* [Problem]: Can you continue the vulnerability report on the trading-account referral code from the point where it stops?

* [Selected text]:

□ □ □ □ □ □ □

Summary

The referral logic has no use nor benefit, does not give reward neither to user nor referrer and the same code can be used by the same account multiple times

Vulnerability Details

In order to start trading, the user must first create a trading account TradingAccountBranch::createTradingAccount, during this process the user can include a referal code, given to them by a referrer. Now the issue is that this is pointless, there are no benefits to the user for using the referal code, nor to the referrer for giving them; an account created with referal is the same as one created without, there is no parameter in tradingAccount struct that indicates if the user used the code. Additionally, the same referral code can be used by the same user for creating more than one account, this is shown in the followig code. You may add it to createTradingAccount.t.sol for test.

□ □ □ □ □ □ □

Dataset entries
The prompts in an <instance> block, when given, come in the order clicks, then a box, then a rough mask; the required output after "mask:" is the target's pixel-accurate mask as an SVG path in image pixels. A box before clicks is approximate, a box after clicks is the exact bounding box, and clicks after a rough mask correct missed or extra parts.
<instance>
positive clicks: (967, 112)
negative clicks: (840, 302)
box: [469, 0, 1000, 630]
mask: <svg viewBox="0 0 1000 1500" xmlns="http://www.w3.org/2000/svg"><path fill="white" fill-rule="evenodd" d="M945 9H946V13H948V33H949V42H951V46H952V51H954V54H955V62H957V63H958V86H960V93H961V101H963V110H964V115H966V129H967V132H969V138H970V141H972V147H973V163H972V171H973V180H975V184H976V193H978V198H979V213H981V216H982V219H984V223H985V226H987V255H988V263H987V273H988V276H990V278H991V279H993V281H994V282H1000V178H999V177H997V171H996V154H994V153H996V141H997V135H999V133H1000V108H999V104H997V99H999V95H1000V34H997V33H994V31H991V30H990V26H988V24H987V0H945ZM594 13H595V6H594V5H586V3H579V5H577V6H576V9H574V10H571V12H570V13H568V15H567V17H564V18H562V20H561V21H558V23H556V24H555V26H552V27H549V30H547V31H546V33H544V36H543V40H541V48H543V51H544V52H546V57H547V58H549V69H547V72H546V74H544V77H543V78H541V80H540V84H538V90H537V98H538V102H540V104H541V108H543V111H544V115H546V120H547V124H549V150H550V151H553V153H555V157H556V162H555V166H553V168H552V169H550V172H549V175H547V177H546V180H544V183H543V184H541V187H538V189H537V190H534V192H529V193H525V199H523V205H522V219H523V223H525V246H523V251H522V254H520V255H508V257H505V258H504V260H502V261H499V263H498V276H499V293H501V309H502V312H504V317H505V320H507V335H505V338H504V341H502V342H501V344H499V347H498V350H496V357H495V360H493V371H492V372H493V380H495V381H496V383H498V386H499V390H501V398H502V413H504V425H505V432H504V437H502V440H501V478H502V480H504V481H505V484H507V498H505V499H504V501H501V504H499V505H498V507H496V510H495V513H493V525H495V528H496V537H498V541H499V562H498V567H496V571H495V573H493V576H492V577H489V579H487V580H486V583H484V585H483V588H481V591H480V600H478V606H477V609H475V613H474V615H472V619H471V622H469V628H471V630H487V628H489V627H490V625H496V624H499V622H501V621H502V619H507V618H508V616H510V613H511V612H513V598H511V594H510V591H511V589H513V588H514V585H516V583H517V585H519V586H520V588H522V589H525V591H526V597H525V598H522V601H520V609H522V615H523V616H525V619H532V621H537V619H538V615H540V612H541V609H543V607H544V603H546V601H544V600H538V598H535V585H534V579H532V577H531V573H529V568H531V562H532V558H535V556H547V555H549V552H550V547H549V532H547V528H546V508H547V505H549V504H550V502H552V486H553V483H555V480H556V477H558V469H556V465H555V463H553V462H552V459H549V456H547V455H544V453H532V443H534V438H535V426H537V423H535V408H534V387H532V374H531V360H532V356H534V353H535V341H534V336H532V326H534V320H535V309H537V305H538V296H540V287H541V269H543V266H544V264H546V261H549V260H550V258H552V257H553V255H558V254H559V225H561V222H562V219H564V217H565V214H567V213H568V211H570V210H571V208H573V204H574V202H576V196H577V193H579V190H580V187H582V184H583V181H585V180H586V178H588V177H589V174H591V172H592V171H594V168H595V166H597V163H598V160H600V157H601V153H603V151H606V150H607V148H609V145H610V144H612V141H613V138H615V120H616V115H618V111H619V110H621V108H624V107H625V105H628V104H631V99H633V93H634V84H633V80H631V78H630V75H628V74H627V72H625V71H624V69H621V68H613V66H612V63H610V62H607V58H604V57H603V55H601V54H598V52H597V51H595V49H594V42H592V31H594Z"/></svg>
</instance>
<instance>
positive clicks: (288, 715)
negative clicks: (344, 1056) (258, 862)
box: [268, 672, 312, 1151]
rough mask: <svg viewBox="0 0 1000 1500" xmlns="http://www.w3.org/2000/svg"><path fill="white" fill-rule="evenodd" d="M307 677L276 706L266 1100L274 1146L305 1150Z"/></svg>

□ □ □ □ □ □ □

* [Exercise result]:
Impact

The whole referral logic has no practical use within the protocol

Tools Used

Manual review

Recommendations

First you may add parameters in the account struct, indicating if it used a referral code and who the referrer was, this in order to differentiate the users who used a code, so that they can be included in any reward to be implemented. Second, for referrers, you may add a counter to indicate how many times their code has been used, within a parameter pointing towards the referrer, so that they can be included in any reward to be implemented. Finally, when creating an account, a check is require, to see if the user's address has already used said code in other accounts own by him (for this a mapping would be necessary: address=>accountId[ ]), to prevent foul play in any reward system to be implemented.